* **文書抜粋**:

::::

February 22, 2011 23:03

「pentimento」終了。
新しいサイトに引っ越します。

徳永憲 official website
http://tokunagaken.blogspot.com/

試聴:Myspace
http://www.myspace.com/tokunagaken


January 09, 2011 00:21

『スワン』(2006)

バンド編成としては5年振りとなる作品。…というわけで気合が入った。
5年を経ている空気感は自然と録音に落とし込まれるだろうという想定の元、
選曲には気を遣った。
その構想段階で男女に纏わる曲が多そうだったので、その路線で統一。
やっぱりアルバム毎に大まかなテーマを決めるとモチベーションが保ちやすい。
途中で何がやりたかったか、迷うこともない。
自分の曲に自信が持てるように、ちゃんと冷却期間も設けているし(その間で脱落していく曲もあるということだ)万全の心持ちだった。
リズム録音&ミックスは前作でも一部お世話になった大串さん。
特定の趣味性を出さない、バランスの取れたエンジニアさんで、信頼が置けた。
僕の意見を吸収し具現化させるのも非常に素早い、職人さんでした。
そして、このアルバムからは歌い方を本格的に変えた。

::::

* **保存済みの行**:
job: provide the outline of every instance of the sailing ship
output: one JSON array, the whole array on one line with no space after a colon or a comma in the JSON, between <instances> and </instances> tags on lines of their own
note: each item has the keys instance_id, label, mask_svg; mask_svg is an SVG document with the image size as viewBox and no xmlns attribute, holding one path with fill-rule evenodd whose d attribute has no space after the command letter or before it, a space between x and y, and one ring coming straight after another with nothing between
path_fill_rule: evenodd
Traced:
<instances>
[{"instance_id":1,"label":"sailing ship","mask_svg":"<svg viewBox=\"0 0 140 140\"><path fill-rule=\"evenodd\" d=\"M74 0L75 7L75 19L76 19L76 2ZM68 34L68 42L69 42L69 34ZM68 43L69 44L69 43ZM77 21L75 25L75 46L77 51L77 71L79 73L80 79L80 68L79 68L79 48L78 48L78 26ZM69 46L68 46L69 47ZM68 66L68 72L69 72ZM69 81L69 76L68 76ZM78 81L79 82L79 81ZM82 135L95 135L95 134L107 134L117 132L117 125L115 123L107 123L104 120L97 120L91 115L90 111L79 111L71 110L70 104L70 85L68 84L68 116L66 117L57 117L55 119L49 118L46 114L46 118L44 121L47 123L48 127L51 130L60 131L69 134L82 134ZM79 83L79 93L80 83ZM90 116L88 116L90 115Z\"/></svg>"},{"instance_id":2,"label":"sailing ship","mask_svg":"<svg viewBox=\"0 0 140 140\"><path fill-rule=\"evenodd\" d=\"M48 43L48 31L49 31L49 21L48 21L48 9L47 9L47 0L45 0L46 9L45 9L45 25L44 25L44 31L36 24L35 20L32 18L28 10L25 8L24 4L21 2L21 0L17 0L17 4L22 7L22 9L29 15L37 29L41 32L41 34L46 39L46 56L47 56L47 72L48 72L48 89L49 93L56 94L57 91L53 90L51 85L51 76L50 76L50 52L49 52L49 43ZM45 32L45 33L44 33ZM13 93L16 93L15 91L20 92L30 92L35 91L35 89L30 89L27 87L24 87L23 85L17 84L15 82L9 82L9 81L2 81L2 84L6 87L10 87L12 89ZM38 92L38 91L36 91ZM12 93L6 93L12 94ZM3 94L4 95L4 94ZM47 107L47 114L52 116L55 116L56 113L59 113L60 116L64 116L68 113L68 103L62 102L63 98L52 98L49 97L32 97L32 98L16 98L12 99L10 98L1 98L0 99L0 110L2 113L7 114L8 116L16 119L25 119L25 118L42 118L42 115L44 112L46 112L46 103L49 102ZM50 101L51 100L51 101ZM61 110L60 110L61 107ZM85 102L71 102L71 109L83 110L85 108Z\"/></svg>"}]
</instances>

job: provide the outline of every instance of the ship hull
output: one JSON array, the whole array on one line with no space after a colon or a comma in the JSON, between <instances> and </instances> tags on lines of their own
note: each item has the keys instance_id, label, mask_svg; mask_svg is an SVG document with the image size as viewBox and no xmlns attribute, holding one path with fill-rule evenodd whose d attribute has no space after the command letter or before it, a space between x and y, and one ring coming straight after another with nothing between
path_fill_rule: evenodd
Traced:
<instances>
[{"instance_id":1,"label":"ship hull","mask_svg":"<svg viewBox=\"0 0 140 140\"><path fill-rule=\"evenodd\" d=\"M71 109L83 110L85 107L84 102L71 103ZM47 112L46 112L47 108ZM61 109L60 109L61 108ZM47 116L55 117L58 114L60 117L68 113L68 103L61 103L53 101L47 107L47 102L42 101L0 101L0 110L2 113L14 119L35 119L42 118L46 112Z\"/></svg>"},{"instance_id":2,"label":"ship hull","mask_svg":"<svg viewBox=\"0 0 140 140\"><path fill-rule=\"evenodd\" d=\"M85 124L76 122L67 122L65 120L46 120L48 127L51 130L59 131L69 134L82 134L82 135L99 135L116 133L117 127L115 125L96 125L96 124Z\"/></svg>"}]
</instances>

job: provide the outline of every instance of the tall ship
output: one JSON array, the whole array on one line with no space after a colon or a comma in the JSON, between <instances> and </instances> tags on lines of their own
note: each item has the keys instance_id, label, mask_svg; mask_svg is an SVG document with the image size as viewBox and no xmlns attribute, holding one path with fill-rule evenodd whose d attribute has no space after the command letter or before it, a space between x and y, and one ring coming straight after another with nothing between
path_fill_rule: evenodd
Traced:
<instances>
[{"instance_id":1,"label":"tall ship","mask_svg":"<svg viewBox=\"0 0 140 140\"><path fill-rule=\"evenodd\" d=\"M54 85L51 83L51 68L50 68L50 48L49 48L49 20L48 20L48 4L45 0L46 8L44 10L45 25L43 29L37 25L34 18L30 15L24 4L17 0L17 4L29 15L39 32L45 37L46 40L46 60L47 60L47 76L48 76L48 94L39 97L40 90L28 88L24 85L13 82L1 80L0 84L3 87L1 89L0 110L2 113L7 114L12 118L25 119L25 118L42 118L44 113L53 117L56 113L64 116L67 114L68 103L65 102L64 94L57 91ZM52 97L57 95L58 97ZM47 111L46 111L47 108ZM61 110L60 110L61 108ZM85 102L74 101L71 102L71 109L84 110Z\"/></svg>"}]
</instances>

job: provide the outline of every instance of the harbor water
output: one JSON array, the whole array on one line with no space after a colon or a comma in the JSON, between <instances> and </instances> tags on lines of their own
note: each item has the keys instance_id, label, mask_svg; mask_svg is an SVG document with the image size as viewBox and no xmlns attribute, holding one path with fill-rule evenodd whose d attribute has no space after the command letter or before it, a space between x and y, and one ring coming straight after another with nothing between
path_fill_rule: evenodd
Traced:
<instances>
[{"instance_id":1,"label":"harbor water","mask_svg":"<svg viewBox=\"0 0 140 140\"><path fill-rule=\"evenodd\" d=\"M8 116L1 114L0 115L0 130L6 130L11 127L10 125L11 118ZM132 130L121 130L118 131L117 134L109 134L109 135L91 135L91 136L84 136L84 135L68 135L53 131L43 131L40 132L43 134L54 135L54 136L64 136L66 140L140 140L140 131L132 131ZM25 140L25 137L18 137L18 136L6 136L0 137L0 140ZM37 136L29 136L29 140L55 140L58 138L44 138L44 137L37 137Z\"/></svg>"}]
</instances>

::::

* **指示**: 上の文書抜粋で「バンド編成としては5年振りとなる作品」で始まる段落を、主な事実を残したまま簡潔な箇条書きに書き直しなさい。

* **回答全文**:
- バンド編成としては5年振りの作品で、気合が入っていた。
- 5年を経た空気感は自然と録音に表れるだろうと想定し、選曲に気を遣った。
- 構想段階で男女に纏わる曲が多そうだったので、その路線で統一した。
- アルバムごとに大まかなテーマを決めると、モチベーションを保ちやすく、途中でやりたいことに迷うこともない。
- 自分の曲に自信が持てるよう冷却期間を設け(その間に脱落する曲もある)、万全の心持ちだった。
- リズム録音とミックスは、前作でも一部担当した大串さんが手がけた。
- 大串さんは特定の趣味性を出さない、バランスの取れた信頼できるエンジニアで、意見を非常に素早く具現化する職人だった。
- このアルバムから歌い方を本格的に変えた。